• EXERCISE GOAL
A word-for-word transcription of the data below is required.

── INFORMATION PROVIDED ──

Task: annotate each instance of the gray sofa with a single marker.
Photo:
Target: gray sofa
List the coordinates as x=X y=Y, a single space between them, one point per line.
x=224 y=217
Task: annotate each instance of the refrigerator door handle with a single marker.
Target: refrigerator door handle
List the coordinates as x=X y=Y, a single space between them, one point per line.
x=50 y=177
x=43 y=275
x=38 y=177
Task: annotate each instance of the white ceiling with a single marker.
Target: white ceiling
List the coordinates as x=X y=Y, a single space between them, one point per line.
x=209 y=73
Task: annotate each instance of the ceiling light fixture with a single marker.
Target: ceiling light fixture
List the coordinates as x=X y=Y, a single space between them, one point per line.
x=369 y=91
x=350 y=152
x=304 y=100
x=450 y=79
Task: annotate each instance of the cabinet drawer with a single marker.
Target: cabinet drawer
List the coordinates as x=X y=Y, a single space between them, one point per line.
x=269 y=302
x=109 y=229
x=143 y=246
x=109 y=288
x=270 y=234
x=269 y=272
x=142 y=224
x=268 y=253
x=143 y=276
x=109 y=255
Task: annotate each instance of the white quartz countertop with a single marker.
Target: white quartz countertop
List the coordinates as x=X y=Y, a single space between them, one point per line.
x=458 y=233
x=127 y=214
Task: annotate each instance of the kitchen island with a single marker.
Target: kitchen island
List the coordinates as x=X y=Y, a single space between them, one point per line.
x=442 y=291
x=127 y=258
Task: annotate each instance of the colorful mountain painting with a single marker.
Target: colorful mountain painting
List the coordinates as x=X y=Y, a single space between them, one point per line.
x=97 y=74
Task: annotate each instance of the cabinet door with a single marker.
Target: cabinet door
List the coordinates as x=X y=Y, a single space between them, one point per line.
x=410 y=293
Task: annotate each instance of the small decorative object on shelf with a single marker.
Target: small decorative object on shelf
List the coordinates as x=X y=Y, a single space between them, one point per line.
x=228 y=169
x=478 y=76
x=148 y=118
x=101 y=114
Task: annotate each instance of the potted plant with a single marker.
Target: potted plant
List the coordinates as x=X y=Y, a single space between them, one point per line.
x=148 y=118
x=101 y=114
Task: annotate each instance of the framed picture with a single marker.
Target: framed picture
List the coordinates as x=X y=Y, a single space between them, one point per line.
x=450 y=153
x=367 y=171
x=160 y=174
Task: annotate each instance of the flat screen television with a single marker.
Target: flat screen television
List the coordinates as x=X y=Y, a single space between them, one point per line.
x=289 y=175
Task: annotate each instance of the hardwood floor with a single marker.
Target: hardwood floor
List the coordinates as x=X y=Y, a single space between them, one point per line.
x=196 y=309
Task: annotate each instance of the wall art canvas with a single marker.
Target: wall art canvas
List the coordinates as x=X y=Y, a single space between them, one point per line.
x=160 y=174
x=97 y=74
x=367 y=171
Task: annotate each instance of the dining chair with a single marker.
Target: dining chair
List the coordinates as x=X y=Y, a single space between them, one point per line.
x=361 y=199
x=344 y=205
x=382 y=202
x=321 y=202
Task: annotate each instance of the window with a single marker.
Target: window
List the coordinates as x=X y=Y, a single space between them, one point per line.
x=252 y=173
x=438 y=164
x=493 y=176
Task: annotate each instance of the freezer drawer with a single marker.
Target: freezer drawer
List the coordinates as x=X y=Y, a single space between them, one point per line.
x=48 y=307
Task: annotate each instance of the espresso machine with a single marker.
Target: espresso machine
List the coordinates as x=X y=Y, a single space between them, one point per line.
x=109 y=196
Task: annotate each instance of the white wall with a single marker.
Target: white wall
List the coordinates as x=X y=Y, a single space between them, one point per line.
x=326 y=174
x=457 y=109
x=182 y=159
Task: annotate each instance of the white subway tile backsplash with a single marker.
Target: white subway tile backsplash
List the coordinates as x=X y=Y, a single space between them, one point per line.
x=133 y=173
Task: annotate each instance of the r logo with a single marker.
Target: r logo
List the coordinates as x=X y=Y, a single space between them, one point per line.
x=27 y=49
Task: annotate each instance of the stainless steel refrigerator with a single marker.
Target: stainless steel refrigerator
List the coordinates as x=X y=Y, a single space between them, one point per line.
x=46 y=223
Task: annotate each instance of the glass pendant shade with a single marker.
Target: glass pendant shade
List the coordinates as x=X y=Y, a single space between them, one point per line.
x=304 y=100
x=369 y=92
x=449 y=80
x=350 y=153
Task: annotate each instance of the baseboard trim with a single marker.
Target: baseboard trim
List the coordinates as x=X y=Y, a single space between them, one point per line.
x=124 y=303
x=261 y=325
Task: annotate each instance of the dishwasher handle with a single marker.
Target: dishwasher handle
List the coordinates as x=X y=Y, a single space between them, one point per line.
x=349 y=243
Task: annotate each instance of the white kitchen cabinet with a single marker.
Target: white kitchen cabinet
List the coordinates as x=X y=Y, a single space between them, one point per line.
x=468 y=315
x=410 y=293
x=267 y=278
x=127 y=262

───

• TASK RESPONSE
Task: annotate each instance of the gray sofa with a single marker.
Photo:
Target: gray sofa
List the coordinates as x=X y=Y, a single space between them, one point per line.
x=224 y=217
Task: annotate each instance of the refrigerator door handle with a single marker.
Target: refrigerator door handle
List the coordinates as x=X y=Y, a single space between them, one point per line.
x=50 y=177
x=43 y=275
x=38 y=177
Task: annotate each instance of the white ceiling with a single marker.
Target: white ceiling
List the coordinates as x=X y=Y, a single space between them, one point per line.
x=209 y=73
Task: annotate each instance of the ceiling light fixture with a single marker.
Target: ceiling light fixture
List the coordinates as x=X y=Y, a single space between them, one point per line.
x=369 y=91
x=350 y=152
x=304 y=100
x=450 y=79
Task: annotate each instance of the cabinet drawer with a single marker.
Target: cabinet drawer
List the coordinates as x=X y=Y, a single space between them, one point per line.
x=269 y=302
x=109 y=229
x=143 y=246
x=109 y=288
x=270 y=234
x=269 y=272
x=142 y=224
x=268 y=253
x=143 y=276
x=109 y=255
Task: annotate each instance of the white quartz countertop with a single marker.
Target: white quartz countertop
List the coordinates as x=X y=Y, a single space between them, one point per line.
x=458 y=233
x=127 y=214
Task: annotate each instance of the kitchen island with a single marker.
Target: kitchen island
List the coordinates as x=X y=Y, a single space between them, one point per line.
x=442 y=291
x=127 y=258
Task: annotate each instance of the colorful mountain painting with a single marker.
Target: colorful mountain painting
List the coordinates as x=X y=Y, a single space between them, one point per line.
x=97 y=74
Task: annotate each instance of the cabinet door with a single marker.
Target: cabinet door
List the coordinates as x=X y=Y, a single space between them, one point per line.
x=410 y=293
Task: annotate each instance of the small decorative object on shelf with a single marker.
Target: small decorative object on shelf
List the coordinates as x=X y=Y, a single space between them, one point per line.
x=228 y=169
x=478 y=76
x=148 y=118
x=101 y=114
Task: annotate each instance of the potted plant with a single marker.
Target: potted plant
List the coordinates as x=X y=Y, a single space between them, one point per line.
x=148 y=118
x=101 y=114
Task: annotate each instance of the framed picture with a single marker.
Target: framed picture
List the coordinates as x=X y=Y, a single space between them, one point per line.
x=450 y=153
x=367 y=171
x=160 y=174
Task: annotate each instance of the flat screen television with a single marker.
Target: flat screen television
List the coordinates as x=X y=Y, a single space between them, one point per line.
x=289 y=175
Task: annotate each instance of the hardwood floor with a single marker.
Target: hardwood floor
List the coordinates as x=X y=Y, a single space between them, one point per line.
x=196 y=309
Task: annotate each instance of the wall art canvas with a single marker.
Target: wall art canvas
List the coordinates as x=X y=Y, a single space between them, one point per line.
x=160 y=174
x=97 y=74
x=367 y=171
Task: annotate each instance of the dining chair with a single marker.
Target: dining chair
List the coordinates as x=X y=Y, a single space between them, one point per line.
x=361 y=199
x=344 y=205
x=382 y=202
x=321 y=202
Task: annotate each instance of the window with a single marker.
Target: window
List the coordinates as x=X y=Y, a single space between them, one point per line.
x=252 y=173
x=438 y=164
x=493 y=176
Task: annotate each instance of the freezer drawer with a single marker.
Target: freezer drawer
List the coordinates as x=X y=Y, a single space between them, one point per line.
x=48 y=307
Task: annotate each instance of the espresso machine with a single marker.
Target: espresso machine
List the coordinates as x=X y=Y, a single space between them, one point per line.
x=109 y=196
Task: annotate each instance of the white wall with a single marker.
Target: white wall
List the coordinates as x=X y=Y, a single space between them, one point per line.
x=326 y=174
x=457 y=109
x=182 y=159
Task: annotate each instance of the white subway tile backsplash with a single marker.
Target: white subway tile backsplash
List the coordinates as x=X y=Y, a single space between them, one point per line.
x=133 y=173
Task: annotate each instance of the r logo with a single marker.
Target: r logo
List the coordinates as x=X y=Y, a single space between them, one point per line.
x=27 y=49
Task: annotate each instance of the stainless steel refrigerator with a single marker.
Target: stainless steel refrigerator
List the coordinates as x=X y=Y, a single space between them, one point per line.
x=46 y=223
Task: annotate each instance of the glass pendant shade with a single marker.
Target: glass pendant shade
List the coordinates as x=X y=Y, a single space between them, one point per line.
x=304 y=100
x=369 y=92
x=449 y=80
x=350 y=153
Task: annotate each instance of the baseboard trim with a single marker.
Target: baseboard trim
List the coordinates as x=X y=Y, a single space between them, one point per line.
x=124 y=303
x=261 y=325
Task: annotate each instance of the dishwasher handle with a single marker.
Target: dishwasher handle
List the coordinates as x=X y=Y, a single space between them, one point per line.
x=349 y=243
Task: annotate each instance of the white kitchen cabinet with a single marker.
Target: white kitchen cabinet
List the coordinates as x=X y=Y, a single space between them, one point per line.
x=468 y=315
x=410 y=293
x=267 y=278
x=127 y=262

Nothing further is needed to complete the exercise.